Segment Start: Passage provided

Pursuing Softer Cotton, More Resilient Peanuts

Jul 27, 2018
By Ryan Adams 
 
The U.S. Department of Agriculture National Institute of Food and Agriculture awarded University of Georgia College of Agricultural and Environmental Sciences plant breeders almost $1 million in grants this fiscal year to produce improved cotton and peanut varieties. 
 
These plant breeders have been tapped to make Georgia’s most profitable row crops more sustainable and productive.
 
Regents’ Professor Andrew Paterson, director of the Plant Genome Mapping Laboratory and member of the CAES Department of Crop and Soil Sciences and the Franklin College departments of Plant Biology and Genetics, and Peng Chee, his fellow crop and soil sciences professor, are pinpointing cotton genes that affect the length of cotton fibers. 
 
Longer fibers lead to softer cotton fabrics and a higher per-pound price for farmers.

Segment End: Passage provided
Segment Start: Extracted records

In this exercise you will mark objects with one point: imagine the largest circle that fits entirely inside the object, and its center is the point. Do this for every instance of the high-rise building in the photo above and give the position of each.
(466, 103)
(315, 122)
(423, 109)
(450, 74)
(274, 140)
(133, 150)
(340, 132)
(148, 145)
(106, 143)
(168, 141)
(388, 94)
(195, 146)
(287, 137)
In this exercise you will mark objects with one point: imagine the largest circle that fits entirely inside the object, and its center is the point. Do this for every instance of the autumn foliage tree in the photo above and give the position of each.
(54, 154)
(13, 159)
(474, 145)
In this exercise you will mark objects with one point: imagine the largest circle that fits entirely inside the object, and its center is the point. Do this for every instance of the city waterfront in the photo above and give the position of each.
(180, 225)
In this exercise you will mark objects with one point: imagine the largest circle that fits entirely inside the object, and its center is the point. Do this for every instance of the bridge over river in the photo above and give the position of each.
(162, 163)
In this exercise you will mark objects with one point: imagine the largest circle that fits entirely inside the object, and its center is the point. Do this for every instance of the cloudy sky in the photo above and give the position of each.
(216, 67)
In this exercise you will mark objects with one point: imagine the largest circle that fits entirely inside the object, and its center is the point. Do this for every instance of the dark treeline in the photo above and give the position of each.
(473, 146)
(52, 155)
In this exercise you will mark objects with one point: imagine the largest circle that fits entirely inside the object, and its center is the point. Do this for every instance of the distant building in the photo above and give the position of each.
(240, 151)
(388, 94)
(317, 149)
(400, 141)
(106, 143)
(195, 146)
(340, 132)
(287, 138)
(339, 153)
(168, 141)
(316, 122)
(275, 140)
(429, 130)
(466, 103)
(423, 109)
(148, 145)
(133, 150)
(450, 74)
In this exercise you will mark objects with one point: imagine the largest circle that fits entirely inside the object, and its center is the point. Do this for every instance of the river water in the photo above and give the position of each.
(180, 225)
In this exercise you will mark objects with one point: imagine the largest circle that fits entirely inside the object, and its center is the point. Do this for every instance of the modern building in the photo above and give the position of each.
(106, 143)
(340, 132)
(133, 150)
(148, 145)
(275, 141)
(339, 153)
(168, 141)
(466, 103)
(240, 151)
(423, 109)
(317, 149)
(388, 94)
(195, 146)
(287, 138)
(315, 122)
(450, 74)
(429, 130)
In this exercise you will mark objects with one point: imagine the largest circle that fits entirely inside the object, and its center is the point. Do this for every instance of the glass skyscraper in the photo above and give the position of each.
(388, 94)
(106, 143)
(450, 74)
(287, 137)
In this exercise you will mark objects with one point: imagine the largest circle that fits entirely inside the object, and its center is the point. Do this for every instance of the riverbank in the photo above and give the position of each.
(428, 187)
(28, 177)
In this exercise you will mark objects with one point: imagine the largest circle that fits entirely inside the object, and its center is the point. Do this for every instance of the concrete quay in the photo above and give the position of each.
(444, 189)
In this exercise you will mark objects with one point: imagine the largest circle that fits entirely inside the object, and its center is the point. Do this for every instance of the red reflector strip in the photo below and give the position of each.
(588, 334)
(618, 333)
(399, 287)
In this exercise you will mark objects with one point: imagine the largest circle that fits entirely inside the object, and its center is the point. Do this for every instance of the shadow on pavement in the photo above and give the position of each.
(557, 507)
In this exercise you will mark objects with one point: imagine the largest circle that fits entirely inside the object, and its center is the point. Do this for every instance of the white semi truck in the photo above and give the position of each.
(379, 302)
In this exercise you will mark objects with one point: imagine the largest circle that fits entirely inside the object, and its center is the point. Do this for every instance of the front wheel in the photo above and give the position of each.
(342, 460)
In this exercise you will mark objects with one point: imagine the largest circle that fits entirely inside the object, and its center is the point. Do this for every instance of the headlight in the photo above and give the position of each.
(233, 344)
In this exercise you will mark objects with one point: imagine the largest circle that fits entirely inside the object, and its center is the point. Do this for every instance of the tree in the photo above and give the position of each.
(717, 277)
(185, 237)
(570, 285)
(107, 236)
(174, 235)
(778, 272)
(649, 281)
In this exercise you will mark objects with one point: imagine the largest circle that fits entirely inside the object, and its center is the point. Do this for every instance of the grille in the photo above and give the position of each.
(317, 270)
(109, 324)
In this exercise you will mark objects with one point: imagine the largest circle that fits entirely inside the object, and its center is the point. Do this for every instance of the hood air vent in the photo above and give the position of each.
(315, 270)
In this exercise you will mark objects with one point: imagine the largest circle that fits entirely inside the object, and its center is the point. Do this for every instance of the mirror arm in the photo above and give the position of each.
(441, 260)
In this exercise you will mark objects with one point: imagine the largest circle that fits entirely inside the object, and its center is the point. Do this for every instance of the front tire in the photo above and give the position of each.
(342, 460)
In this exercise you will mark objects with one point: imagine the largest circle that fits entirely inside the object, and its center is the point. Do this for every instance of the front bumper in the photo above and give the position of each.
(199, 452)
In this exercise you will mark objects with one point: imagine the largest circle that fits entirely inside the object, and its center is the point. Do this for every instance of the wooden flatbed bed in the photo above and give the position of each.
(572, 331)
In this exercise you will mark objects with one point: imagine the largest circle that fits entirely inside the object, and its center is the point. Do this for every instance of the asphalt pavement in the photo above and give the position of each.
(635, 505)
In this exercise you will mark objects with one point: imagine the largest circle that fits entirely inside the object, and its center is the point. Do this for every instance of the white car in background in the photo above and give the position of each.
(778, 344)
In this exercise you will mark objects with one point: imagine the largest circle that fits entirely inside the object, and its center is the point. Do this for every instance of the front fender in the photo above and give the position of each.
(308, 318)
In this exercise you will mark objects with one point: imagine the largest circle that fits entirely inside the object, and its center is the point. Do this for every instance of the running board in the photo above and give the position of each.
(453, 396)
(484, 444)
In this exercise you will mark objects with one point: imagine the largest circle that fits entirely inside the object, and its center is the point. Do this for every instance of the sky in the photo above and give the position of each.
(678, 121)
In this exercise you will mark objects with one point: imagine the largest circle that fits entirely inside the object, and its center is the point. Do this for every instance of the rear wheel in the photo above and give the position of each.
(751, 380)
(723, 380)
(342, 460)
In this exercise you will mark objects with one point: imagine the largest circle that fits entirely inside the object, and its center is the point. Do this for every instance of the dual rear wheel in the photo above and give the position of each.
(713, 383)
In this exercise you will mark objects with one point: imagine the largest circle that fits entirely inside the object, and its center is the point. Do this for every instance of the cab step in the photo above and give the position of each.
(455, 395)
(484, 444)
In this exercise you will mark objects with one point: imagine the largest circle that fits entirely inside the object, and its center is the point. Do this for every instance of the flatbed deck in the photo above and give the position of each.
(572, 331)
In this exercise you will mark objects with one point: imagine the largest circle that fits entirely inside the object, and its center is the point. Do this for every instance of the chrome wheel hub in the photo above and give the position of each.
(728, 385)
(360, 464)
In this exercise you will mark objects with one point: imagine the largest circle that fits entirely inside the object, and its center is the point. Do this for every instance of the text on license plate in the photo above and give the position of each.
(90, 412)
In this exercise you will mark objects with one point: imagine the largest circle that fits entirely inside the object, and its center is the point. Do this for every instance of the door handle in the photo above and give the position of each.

Segment End: Extracted records

## What to produce
Write out the passage from the cotton and peanut breeding article above word for word, starting at "Pursuing Softer Cotton, More" and ending at "and peanut varieties.".

## Answer below
Pursuing Softer Cotton, More Resilient Peanuts

Jul 27, 2018
By Ryan Adams 
 
The U.S. Department of Agriculture National Institute of Food and Agriculture awarded University of Georgia College of Agricultural and Environmental Sciences plant breeders almost $1 million in grants this fiscal year to produce improved cotton and peanut varieties.